--- ACTIONS TO TAKE ---
• a. Update the Snapchat acquisition article, starting at "Facebook Tried To" and ending at "paid for Instagram.", so that "private messaging company" reads "ephemeral photo-sharing startup".
• b. Which organizations does the article on Facebook's Snapchat offer name?
• c. Pick up the article on Facebook's offer for Snapchat right after its final sentence and carry it forward.

--- TEXT PASSAGE ---

Facebook Tried To Buy Snapchat For $3 Billion [Report]By: Chris Crum - November 13, 2013
Snapchat reportedly turned down a $3 billion (or more) acquisition by Facebook. The private messaging company must really think it’s on to something special.
Facebook must think so too. That’s three times what it paid for Instagram.
This piece of news comes from the Wall Street Journal, citing people briefed on the matter, who also say that other companies are courting it as well, and that it will not likely entertain any acquisition or investment offer until early next year.
The Journal recently reported on a $1 billion acquisition offer from Facebook.
This comes at a time when Facebook is losing teen interest, and even acknowledging that fact.
On its recent earnings call, Facebook CFO David Ebersman said, “I want to say a few words about youth engagement on Facebook. As we’ve said previously, this is a hard issue for us to measure because self-reported age data is unreliable for younger users, so we’ve developed other analytical methods to help us estimate usage by age. Our best analysis of youth engagement in the U.S. reveals that usage of Facebook among U.S. teens overall was stable from Q2 to Q3, but we did see a decrease in daily users specifically among younger teens.”

--- SUPPLIED DATA ---
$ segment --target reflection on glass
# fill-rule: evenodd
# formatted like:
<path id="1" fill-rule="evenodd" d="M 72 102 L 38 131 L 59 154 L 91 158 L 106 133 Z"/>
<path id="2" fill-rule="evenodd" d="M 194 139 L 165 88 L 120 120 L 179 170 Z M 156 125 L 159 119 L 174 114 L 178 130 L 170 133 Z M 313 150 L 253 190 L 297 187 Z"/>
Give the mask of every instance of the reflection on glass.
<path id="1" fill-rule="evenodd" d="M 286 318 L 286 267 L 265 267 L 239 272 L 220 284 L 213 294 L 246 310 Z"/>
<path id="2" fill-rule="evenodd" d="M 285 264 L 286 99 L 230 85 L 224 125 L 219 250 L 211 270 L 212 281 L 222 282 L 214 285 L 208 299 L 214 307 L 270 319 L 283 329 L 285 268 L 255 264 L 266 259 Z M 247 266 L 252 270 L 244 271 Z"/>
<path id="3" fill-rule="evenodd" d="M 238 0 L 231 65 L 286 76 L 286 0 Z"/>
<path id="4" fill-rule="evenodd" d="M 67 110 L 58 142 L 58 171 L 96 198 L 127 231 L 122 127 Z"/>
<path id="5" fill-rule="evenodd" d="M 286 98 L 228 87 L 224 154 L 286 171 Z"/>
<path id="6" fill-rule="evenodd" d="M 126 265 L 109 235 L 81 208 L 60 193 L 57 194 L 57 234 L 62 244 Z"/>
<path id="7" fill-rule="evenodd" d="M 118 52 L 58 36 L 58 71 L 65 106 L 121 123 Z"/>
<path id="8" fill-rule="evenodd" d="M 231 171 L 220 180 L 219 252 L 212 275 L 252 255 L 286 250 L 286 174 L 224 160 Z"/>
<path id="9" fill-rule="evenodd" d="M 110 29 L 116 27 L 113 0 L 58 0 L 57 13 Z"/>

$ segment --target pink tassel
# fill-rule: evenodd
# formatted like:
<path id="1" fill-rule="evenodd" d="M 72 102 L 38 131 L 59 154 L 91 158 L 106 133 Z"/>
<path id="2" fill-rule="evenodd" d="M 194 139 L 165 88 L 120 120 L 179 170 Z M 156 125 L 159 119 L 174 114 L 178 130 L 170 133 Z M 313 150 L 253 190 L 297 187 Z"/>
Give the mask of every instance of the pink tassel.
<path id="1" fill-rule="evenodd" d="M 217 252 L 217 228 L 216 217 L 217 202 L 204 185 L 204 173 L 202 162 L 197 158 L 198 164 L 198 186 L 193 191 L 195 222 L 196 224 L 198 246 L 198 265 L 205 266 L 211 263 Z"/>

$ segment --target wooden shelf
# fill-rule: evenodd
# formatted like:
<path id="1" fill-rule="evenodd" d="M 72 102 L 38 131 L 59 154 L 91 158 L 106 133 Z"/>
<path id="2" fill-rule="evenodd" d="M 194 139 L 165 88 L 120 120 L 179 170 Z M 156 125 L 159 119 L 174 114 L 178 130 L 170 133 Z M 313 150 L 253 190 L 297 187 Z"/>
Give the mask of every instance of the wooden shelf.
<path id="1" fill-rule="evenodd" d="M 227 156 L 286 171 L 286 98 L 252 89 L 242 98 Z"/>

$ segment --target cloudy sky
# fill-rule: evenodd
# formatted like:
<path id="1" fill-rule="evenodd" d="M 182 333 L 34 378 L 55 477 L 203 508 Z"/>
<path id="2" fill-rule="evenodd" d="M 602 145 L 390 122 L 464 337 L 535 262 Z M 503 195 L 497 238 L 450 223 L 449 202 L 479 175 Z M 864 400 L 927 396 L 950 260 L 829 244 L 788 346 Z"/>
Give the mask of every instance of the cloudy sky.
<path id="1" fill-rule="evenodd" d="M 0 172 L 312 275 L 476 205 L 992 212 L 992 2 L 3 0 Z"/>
--
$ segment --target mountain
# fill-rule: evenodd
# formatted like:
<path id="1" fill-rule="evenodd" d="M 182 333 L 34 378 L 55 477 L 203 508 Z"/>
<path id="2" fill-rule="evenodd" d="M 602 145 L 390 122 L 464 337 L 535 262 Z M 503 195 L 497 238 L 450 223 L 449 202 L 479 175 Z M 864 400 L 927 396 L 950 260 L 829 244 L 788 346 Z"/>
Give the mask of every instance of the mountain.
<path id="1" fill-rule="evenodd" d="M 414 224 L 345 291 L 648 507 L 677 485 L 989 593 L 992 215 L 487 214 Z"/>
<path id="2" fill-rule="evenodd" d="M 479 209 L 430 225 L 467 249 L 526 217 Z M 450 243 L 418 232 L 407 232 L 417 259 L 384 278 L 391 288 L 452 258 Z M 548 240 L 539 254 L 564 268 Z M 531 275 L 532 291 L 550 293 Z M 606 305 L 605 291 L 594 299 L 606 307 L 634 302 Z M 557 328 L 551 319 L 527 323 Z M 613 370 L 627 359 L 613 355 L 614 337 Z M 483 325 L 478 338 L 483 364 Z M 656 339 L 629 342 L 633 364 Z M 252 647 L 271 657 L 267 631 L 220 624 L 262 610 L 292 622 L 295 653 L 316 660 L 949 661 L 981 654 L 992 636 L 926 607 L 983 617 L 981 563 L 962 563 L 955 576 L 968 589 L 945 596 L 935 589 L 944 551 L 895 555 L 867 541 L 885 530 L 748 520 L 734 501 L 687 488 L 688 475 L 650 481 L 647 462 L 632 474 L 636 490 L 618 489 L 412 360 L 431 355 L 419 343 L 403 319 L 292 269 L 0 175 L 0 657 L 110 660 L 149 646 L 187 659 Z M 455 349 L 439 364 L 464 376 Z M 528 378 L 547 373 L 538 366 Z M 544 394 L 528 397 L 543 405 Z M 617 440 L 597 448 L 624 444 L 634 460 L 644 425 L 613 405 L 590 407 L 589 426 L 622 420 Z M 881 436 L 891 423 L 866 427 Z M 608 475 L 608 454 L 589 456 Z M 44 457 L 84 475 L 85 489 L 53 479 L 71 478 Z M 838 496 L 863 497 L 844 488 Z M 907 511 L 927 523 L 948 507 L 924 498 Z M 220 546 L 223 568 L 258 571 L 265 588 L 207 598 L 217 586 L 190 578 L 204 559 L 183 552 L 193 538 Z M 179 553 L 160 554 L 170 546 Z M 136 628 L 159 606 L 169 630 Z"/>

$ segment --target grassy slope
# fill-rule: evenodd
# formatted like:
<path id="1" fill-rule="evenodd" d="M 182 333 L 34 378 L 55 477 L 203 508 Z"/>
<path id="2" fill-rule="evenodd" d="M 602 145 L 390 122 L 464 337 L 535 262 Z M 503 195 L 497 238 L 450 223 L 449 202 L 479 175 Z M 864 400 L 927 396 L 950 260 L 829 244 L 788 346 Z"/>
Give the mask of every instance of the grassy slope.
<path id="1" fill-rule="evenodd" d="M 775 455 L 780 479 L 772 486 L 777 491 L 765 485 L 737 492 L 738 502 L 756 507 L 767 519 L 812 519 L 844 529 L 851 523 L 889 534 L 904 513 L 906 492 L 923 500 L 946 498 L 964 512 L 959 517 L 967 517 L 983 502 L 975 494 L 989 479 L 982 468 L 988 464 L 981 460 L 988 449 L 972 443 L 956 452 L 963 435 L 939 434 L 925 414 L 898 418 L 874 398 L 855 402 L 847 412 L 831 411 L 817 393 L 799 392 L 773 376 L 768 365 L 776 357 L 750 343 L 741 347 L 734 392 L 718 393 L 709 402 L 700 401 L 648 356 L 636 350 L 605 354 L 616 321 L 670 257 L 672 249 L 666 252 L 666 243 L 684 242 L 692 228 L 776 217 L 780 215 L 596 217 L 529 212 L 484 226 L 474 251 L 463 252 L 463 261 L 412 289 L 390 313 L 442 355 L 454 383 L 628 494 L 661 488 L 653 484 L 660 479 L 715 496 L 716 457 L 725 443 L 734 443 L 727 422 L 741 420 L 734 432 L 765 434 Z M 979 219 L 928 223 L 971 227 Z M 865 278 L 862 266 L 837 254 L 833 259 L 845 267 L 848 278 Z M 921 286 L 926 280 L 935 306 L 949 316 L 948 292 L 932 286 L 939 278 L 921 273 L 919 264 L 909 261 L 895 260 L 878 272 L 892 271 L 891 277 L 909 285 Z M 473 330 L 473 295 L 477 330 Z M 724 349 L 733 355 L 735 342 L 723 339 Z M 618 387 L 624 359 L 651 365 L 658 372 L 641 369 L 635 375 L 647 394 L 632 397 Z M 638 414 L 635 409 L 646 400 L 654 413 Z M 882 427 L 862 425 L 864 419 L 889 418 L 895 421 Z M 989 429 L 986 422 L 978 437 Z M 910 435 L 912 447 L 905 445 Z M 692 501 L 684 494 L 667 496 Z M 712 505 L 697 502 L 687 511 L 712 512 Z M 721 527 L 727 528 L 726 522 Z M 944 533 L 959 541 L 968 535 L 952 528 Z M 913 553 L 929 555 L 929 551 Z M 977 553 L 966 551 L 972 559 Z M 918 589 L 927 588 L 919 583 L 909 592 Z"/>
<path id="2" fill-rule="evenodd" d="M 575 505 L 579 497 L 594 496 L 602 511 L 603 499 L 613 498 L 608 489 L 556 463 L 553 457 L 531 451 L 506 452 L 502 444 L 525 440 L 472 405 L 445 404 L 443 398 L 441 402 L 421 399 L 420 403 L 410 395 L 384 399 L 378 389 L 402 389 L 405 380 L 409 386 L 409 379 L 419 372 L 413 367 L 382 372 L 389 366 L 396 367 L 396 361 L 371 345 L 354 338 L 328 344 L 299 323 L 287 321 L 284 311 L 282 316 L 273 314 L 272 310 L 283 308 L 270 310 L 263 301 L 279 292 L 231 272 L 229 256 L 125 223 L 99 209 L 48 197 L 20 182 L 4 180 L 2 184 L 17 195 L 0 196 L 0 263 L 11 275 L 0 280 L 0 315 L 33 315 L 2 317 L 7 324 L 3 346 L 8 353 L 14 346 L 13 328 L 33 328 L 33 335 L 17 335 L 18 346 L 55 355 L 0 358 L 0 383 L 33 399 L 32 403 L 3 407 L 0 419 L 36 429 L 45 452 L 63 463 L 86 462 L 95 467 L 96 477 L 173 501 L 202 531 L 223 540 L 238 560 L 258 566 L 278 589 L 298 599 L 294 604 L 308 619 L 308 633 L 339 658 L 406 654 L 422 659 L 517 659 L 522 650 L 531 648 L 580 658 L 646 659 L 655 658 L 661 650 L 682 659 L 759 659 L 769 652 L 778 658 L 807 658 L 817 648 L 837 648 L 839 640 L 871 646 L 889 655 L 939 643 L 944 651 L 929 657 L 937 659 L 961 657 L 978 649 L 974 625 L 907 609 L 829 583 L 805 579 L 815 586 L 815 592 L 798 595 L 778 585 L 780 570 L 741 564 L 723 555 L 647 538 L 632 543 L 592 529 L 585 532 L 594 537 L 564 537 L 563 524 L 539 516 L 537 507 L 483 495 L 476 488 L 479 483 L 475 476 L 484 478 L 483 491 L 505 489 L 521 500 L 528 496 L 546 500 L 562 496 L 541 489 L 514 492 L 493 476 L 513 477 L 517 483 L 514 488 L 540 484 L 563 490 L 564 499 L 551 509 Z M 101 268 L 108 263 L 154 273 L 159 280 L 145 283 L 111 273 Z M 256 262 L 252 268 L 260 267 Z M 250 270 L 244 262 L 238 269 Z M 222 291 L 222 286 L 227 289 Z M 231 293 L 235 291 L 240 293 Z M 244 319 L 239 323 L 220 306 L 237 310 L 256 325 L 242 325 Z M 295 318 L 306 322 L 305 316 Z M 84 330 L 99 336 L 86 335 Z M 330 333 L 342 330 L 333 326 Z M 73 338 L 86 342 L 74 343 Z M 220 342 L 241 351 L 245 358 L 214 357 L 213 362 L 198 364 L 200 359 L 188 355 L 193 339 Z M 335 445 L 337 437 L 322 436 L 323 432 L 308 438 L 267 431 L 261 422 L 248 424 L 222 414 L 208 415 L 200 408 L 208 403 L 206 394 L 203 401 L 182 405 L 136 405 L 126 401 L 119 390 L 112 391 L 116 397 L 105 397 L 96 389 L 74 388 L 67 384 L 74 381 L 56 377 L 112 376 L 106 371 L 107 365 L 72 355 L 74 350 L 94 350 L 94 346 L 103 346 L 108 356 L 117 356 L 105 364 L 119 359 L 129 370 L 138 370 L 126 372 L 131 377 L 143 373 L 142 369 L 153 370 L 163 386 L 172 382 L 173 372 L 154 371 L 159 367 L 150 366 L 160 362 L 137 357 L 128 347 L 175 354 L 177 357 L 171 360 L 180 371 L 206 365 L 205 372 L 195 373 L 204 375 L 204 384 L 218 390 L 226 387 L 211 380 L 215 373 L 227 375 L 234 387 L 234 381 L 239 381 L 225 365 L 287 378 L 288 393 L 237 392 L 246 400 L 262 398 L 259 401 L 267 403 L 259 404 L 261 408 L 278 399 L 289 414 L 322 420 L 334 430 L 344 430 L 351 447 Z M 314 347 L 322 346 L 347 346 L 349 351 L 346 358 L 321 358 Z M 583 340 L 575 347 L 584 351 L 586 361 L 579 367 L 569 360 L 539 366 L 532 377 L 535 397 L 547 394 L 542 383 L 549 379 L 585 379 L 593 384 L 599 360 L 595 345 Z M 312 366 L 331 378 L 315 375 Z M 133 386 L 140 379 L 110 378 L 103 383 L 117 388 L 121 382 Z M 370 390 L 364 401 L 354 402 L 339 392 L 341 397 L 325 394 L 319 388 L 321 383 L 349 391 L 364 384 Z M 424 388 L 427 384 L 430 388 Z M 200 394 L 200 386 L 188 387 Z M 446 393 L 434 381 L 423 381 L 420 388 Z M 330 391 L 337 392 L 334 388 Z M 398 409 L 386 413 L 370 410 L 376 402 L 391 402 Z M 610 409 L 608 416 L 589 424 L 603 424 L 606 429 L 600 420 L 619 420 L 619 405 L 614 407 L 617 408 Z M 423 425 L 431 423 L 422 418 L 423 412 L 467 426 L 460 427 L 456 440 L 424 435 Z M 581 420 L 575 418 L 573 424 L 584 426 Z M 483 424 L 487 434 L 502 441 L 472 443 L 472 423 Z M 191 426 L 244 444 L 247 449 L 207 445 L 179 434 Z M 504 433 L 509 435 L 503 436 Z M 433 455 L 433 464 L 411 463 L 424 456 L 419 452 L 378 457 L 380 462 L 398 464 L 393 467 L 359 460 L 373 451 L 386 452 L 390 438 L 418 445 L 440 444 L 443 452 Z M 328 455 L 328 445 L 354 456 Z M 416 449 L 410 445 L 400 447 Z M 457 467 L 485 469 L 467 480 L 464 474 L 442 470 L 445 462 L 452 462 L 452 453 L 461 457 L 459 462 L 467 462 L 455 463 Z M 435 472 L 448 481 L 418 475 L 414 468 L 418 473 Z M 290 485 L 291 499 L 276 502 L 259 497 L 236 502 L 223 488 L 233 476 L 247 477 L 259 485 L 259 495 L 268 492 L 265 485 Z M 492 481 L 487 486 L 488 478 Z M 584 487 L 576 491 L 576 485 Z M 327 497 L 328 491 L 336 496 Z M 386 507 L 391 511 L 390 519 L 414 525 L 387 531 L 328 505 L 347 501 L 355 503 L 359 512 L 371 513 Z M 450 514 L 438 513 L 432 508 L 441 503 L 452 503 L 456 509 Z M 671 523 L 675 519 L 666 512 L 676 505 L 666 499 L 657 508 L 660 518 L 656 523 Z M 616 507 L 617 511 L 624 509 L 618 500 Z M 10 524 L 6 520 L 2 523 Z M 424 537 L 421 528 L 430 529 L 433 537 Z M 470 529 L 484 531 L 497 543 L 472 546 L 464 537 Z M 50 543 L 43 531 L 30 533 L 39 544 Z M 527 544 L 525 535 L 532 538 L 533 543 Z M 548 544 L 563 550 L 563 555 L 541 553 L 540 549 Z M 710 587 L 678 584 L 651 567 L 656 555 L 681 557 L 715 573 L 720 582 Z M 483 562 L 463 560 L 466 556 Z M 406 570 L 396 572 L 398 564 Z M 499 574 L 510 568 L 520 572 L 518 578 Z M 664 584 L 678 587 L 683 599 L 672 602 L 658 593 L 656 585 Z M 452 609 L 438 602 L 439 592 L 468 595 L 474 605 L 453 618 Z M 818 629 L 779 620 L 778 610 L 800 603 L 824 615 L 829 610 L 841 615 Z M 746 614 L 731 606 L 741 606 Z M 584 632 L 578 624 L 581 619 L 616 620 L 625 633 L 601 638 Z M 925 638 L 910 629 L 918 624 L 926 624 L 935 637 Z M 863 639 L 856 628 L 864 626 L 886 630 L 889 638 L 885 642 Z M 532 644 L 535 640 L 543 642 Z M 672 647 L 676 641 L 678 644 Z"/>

--- ANSWERS BY TASK ---
• a.
Facebook Tried To Buy Snapchat For $3 Billion [Report]By: Chris Crum - November 13, 2013
Snapchat reportedly turned down a $3 billion (or more) acquisition by Facebook. The ephemeral photo-sharing startup must really think it’s on to something special.
Facebook must think so too. That’s three times what it paid for Instagram.

• b. Facebook, Snapchat, Instagram, the Wall Street Journal

• c.
He added, “We won’t typically call out such granular data, especially when it’s of questionable statistical significance, given the lack of precision of age estimates for younger users, but we wanted to share this with you now since we get a lot of questions about teens. We’re pleased that we remain close to fully penetrated on teens in the U.S. Our monthly user numbers remain steady, and overall engagement on Facebook remains strong. We’ll continue to focus our development efforts to build products that drive engagement for people of all ages.”
A recent study also found that more teens prefer Twitter than do Facebook as their social network of choice, and a lot of them are also using Snapchat. With Twitter consisting mostly of public content, and Snapchat of private, that leaves Facebook somewhere in between, trying to be everything to everyone.
Image: Snapchat (Google Play)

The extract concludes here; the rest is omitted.